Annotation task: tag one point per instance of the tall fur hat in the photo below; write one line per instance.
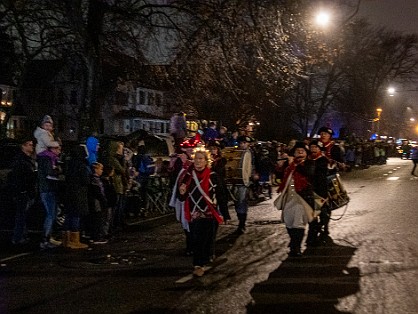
(326, 129)
(47, 119)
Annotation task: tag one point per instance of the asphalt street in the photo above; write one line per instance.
(369, 264)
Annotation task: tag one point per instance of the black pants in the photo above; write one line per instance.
(203, 236)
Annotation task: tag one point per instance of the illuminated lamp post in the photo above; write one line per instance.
(6, 104)
(379, 112)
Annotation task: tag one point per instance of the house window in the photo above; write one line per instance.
(158, 99)
(141, 97)
(137, 125)
(151, 97)
(73, 98)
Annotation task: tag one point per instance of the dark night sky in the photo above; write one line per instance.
(401, 15)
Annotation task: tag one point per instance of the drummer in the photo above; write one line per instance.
(333, 152)
(241, 190)
(331, 149)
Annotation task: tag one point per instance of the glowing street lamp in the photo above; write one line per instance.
(323, 18)
(391, 91)
(379, 112)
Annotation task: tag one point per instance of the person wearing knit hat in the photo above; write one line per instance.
(43, 134)
(295, 217)
(335, 157)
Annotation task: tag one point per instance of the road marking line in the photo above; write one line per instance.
(13, 257)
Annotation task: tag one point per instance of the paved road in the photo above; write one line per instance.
(369, 266)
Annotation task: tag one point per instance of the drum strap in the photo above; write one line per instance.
(207, 199)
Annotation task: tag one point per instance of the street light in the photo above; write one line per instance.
(379, 112)
(391, 91)
(323, 18)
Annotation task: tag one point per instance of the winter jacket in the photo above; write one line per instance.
(48, 172)
(44, 139)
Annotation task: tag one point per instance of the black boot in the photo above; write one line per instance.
(313, 231)
(296, 237)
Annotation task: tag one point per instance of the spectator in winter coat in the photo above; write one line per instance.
(120, 182)
(23, 180)
(43, 134)
(48, 171)
(92, 144)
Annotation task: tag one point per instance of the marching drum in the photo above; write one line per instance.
(337, 194)
(238, 166)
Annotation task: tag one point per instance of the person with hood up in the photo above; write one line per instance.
(43, 135)
(92, 144)
(120, 182)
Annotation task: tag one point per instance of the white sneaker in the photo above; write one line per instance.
(47, 245)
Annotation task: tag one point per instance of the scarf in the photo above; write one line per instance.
(204, 179)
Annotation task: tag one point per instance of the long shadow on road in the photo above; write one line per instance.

---

Instructions for the task - Each record above should be repeated exactly, please, without pictures.

Result -
Annotation task: tag one point per instance of the tall fur hat in the photo below; write one line per instance.
(326, 129)
(47, 119)
Annotation task: tag one point per instance of the asphalt street in the photo above; write one line per instance.
(369, 264)
Annotation task: tag one point per instance of the black pants in the photo above; write one line per instance.
(203, 236)
Annotation task: tag one point per instance of the illuminated lamp post in the photo above; write one line per instance.
(6, 104)
(379, 112)
Annotation task: tag one point per instance of the house window in the photo above; write one line per instance.
(158, 99)
(141, 97)
(137, 125)
(151, 97)
(73, 98)
Annotation task: tag one point per instance of the dark night sky in the photo above; write one line per instance.
(401, 15)
Annotation task: tag one point per instance of the drummer in the photo above; write one line per instance.
(333, 152)
(241, 190)
(331, 149)
Annotation task: tag one point per instance of the glowing street lamp in the photo above; write one line per instance.
(323, 18)
(391, 91)
(379, 112)
Annotation task: tag one point per instance of the person wearing knit hat in the photo above; write one line per instance.
(43, 134)
(295, 217)
(335, 157)
Annotation task: tag one point per instance of the road marking line in the photo above; write one line per instance.
(13, 257)
Annotation task: tag one point per instance of the paved road in the photo above; write one line per instance.
(369, 266)
Annotation task: tag one point per instance of the drum strap in the photo above; write one line per instance.
(207, 199)
Annotation task: tag one point per instance of the street light in the photo above; write one line per instance.
(379, 112)
(391, 91)
(323, 18)
Annotation task: tag one point per instance of the winter jacket in the photo above; write one line per instance.
(48, 172)
(44, 139)
Annotation task: tag one point per instance of the black boot in the photo above; write one line per instance.
(313, 231)
(296, 237)
Annotation task: tag one point per instance of the spectator in winter coat in the photo above; write one line per instance.
(120, 182)
(23, 180)
(43, 134)
(48, 171)
(92, 144)
Annotation task: tag one point per instance of the marching drum in the photo above; write one line per instance.
(337, 194)
(238, 166)
Annotation task: tag one point per instance of the person with hood up in the photo above; write one line per instance.
(43, 135)
(92, 144)
(120, 182)
Annotation task: tag one point per instance of the white sneaker in the photo above; write one line per instance.
(47, 245)
Annotation task: tag one point per instance of the scarf in the photo above; write one line per instance.
(204, 179)
Annotation task: tag one point per instance of the long shadow on road in the photo above; write one line per instance.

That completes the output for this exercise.